**YOUR TASK**
Transcribe every one of the records below, reproducing each line character for character.

⟨

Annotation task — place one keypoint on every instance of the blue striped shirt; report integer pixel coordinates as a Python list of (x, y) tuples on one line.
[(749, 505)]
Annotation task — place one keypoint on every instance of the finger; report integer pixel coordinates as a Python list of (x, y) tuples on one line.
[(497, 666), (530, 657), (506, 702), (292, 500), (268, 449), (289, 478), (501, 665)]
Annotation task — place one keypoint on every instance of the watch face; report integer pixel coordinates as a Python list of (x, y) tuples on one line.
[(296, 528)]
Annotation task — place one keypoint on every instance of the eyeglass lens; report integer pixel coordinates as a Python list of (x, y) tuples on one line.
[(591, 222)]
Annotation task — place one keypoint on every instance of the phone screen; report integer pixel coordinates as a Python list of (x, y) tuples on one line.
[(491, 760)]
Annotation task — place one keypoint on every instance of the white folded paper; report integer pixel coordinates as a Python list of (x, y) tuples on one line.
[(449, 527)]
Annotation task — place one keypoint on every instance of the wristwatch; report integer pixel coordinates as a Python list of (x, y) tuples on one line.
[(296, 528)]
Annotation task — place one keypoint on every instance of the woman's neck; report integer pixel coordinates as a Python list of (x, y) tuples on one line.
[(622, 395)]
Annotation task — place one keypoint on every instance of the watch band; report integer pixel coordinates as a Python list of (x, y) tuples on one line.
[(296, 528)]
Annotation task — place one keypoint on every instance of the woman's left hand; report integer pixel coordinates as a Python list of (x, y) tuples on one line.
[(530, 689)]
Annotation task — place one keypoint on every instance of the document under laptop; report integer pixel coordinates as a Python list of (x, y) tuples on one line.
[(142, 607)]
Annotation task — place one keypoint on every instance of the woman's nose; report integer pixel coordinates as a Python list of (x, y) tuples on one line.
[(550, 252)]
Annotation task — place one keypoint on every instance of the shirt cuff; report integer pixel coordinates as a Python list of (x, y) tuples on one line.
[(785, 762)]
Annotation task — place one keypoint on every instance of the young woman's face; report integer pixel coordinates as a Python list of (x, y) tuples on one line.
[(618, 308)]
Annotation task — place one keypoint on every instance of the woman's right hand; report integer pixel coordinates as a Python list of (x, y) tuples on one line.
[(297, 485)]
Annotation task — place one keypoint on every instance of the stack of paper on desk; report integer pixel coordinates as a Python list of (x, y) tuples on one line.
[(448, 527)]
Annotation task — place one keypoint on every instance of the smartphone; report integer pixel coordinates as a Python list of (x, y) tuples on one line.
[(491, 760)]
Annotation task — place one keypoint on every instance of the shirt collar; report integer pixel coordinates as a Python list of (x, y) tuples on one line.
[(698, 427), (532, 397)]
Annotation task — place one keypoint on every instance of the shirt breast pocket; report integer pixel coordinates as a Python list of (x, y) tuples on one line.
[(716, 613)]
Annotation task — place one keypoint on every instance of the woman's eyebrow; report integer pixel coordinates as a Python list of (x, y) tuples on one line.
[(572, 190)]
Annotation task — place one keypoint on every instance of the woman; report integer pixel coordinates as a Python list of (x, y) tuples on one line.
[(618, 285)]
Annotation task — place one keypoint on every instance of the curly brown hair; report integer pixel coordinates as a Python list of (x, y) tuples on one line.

⟩

**FINISHED ANSWER**
Annotation task — place one keypoint on every instance of the blue striped shirt; report integer pixel coordinates as a Python list of (x, y) tuples on one line.
[(749, 505)]
Annotation task — place one keypoint on every instance of the finger; report integer pixel coordinates as a Python list of (x, y) tuples on one line.
[(497, 666), (530, 657), (506, 702), (292, 500), (268, 449), (289, 478), (501, 665)]
Annotation task — place one keypoint on every instance of the watch face; report integer pixel coordinates as a Python list of (x, y) tuples on one line.
[(296, 528)]
Annotation task — place one keypoint on every instance of the eyeglass lens; report integer pixel coordinates as a Python list of (x, y) tuples on one line.
[(591, 222)]
Annotation task — place one keypoint on every instance of the phone screen; report integer pixel coordinates as a Python list of (x, y) tuples on one line.
[(491, 760)]
Annotation task — place one keypoint on every instance of the white folded paper; report integer pixel coordinates as a Python list of (x, y) tuples on one line.
[(449, 527)]
Annotation task — place one keypoint on every instance of the wristwatch; report integer pixel coordinates as a Python list of (x, y) tuples on one line.
[(296, 528)]
Annotation task — place one keypoint on every instance of the woman's neck; report integer pixel coordinates as a Python list of (x, y) tuples on one line.
[(622, 395)]
Annotation task — place one keypoint on every instance of the watch band; report integer pixel coordinates as a Python list of (x, y) tuples on one line.
[(296, 528)]
Annotation task — place one keypoint on every instance of the woman's left hand; report integer pixel coordinates as a Python list of (x, y) tuples on one line.
[(530, 689)]
Annotation task — place one keypoint on every instance of the document under laptop; report integer pixel coordinates as a Python list of (x, y) tuples on one line.
[(142, 607)]
Annotation task — place one keypoint on every instance of the woman's nose; report integer pixel coordinates as a Python list of (x, y) tuples on one line.
[(550, 252)]
Annotation task — place one keypoint on every instance of the shirt cuff; report integer pixel coordinates as a Python list of (x, y) tuples on one line.
[(785, 762)]
Annotation task — place one keypoint on every instance of the young woman's face; report integer pixel coordinates as a Python list of (x, y) tuples on one line.
[(618, 308)]
Annotation task — place one keypoint on every instance of the woman's right hand; report integer pixel coordinates as a Python list of (x, y) tuples on one line.
[(297, 485)]
Annotation task — place one keypoint on every instance of the stack of paper on desk; report integer pixel coordinates as a Python list of (x, y) tuples on one line.
[(448, 527)]
Annotation task — place one keypoint on every instance of the smartphone; report integer pixel coordinates as a Python list of (x, y) tuples on one line.
[(491, 760)]
Annotation task — place one keypoint on every instance of the shirt collar; report integer pixel coordinates as a Python list of (x, y) tuples on one line.
[(698, 427), (532, 397)]
Annotation task — place one keypoint on every instance of the shirt breast pocket; report integer pixel coordinates as a Python list of (x, y) tuples on one line.
[(716, 613)]
Annotation task — place one keypoint on every instance of the woman's eyebrow; report integer pixel coordinates as a Python list of (x, y) tuples on one line.
[(572, 190)]
Annotation task — place one keypoint on every instance of the woman; report integer pixel coordinates as a Python list of (x, y) tuples on one line.
[(618, 285)]
Annotation task — place one keypoint on every instance of the curly brown hair; report integer pixel coordinates as a Python list of (x, y) tuples on one line.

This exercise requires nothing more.